▶ Activities:
- 1) Give every claim about the model that the subtitle under the headline of the article on Granite Embedding R2 makes.
- 2) Repeat the article on Granite Embedding R2 from "IBM shipped a" to "run the benchmark.", word for word.

[Excerpted passage]

Skip to content
Editorial · rag retrieval

A free embedding model just changed your RAG cost math

IBM's Granite Embedding R2 is Apache-2.0, sub-100M parameters, 32K context — and it runs on hardware you already own.

May 15, 2026· 5 min read· Domani AI

IBM shipped a multilingual embedding model this month that fits in under 100M parameters, handles 32K-token context windows, and carries an Apache-2.0 license. If your RAG pipeline is still calling a commercial embeddings API for every document chunk and every query, the cost floor on that layer just dropped to near zero. The question for this week is not whether to evaluate it — it is how fast you can run the benchmark.

What changed in the Granite Embedding R2 release

IBM released Granite Embedding Multilingual R2 on Hugging Face under the Apache-2.0 license. The model sits below 100M parameters, which puts it in a weight class that runs comfortably on a single A10 or L4 GPU — the kind already provisioned in most mid-market cloud accounts. The headline capability is 32K token context, which is meaningfully longer than the 512-token limit that has forced chunking strategies on most production RAG systems. Multilingual support is built in, not bolted on, covering enough languages to matter for any company with European or APAC document sets.

[/Excerpted passage]
[Data records]

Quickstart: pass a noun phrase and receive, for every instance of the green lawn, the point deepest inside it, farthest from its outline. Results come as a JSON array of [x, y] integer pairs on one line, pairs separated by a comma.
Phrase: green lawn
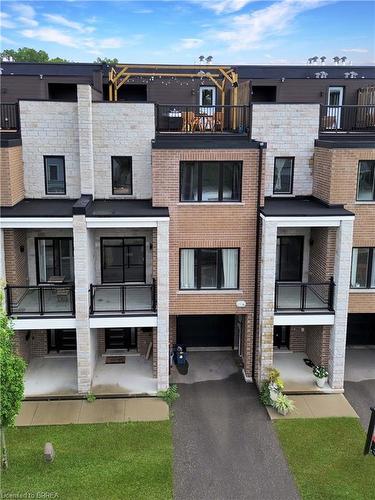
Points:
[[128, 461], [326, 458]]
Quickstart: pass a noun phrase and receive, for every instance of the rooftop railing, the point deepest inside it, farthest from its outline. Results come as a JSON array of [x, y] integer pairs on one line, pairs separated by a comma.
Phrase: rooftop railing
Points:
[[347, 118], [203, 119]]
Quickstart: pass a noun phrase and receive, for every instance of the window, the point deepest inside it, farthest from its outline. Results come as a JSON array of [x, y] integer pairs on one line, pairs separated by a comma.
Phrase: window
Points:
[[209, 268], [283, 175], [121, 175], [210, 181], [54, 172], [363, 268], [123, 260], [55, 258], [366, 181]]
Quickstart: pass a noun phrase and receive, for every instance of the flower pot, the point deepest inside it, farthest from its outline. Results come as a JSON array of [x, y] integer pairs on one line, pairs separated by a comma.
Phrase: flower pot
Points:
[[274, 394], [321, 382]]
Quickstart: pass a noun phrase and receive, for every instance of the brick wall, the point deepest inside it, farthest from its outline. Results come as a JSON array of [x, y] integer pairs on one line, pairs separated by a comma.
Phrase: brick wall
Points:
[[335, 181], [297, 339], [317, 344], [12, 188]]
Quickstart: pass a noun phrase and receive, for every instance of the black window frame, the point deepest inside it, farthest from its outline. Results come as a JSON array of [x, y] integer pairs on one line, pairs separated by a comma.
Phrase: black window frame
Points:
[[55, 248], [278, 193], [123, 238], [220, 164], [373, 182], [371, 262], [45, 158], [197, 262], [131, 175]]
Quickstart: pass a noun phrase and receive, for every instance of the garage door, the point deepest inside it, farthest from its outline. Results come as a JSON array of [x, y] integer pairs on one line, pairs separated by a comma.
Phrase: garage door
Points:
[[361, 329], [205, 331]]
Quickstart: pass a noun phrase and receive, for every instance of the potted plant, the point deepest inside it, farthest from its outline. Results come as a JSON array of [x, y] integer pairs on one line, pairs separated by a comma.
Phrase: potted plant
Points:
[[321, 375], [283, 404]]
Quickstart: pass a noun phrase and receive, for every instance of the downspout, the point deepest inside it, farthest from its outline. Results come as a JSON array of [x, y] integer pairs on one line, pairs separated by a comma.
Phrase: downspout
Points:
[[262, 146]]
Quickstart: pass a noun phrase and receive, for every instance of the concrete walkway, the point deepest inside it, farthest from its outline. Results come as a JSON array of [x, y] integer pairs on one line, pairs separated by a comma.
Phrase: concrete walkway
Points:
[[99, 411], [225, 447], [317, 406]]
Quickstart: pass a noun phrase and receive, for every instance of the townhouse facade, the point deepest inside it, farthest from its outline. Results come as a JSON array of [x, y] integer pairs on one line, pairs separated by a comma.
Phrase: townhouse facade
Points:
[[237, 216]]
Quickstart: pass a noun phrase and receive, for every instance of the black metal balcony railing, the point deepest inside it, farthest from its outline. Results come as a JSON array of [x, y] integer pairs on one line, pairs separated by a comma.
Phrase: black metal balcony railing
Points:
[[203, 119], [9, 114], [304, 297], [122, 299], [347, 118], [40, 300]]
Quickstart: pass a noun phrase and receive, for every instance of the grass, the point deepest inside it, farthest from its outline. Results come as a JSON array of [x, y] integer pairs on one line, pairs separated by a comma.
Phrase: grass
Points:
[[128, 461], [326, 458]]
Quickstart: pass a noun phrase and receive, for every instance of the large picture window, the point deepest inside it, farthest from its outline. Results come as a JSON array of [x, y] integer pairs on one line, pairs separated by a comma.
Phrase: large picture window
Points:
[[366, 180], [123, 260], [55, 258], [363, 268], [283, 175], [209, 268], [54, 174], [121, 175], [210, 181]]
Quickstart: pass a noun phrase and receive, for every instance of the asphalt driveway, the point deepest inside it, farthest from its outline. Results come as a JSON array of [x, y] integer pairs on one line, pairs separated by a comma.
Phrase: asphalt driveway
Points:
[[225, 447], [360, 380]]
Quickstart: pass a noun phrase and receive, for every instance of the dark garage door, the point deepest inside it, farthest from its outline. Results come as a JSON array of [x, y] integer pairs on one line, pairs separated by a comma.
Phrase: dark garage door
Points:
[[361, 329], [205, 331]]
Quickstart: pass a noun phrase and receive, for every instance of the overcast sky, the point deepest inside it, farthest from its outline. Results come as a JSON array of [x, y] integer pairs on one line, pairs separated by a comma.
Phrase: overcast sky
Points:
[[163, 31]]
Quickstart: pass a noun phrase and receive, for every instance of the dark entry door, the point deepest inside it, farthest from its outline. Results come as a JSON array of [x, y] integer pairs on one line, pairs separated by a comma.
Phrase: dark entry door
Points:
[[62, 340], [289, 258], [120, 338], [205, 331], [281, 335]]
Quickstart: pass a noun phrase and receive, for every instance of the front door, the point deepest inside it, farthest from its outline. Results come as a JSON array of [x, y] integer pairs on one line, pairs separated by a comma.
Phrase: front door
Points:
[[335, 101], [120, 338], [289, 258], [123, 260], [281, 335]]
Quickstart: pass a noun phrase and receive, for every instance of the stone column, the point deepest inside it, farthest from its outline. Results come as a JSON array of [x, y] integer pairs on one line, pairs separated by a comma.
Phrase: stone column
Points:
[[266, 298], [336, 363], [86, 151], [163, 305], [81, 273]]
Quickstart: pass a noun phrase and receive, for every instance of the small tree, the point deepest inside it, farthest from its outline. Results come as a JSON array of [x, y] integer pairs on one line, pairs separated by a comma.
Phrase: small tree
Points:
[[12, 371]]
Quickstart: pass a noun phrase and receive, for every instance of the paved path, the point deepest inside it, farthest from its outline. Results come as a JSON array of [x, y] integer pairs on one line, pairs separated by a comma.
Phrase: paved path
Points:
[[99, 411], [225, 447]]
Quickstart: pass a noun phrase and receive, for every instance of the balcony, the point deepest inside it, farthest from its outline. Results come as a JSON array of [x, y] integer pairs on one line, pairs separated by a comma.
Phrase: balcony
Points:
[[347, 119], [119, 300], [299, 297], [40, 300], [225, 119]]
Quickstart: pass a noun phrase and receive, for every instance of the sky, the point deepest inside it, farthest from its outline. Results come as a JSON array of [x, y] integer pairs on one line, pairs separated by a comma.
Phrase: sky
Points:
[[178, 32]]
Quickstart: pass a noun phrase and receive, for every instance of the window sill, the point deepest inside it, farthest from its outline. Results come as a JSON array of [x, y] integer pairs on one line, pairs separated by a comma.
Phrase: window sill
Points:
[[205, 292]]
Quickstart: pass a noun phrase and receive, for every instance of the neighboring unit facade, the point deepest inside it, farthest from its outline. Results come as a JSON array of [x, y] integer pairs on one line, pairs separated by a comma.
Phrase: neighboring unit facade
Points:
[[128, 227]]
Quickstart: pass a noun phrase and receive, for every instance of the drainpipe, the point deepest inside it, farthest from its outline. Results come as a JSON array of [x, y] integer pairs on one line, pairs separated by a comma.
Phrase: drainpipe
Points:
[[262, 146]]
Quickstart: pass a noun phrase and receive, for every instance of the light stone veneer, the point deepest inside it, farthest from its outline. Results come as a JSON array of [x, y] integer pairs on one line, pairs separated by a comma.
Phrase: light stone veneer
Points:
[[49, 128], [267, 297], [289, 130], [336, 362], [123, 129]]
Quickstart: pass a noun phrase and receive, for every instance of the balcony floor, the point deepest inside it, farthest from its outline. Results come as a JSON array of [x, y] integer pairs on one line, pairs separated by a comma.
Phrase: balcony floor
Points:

[/Data records]

▶ Exercise responses:
- 1)
- It is Apache-2.0.
- It has sub-100M parameters.
- It has 32K context.
- It runs on hardware you already own.

- 2)
IBM shipped a multilingual embedding model this month that fits in under 100M parameters, handles 32K-token context windows, and carries an Apache-2.0 license. If your RAG pipeline is still calling a commercial embeddings API for every document chunk and every query, the cost floor on that layer just dropped to near zero. The question for this week is not whether to evaluate it — it is how fast you can run the benchmark.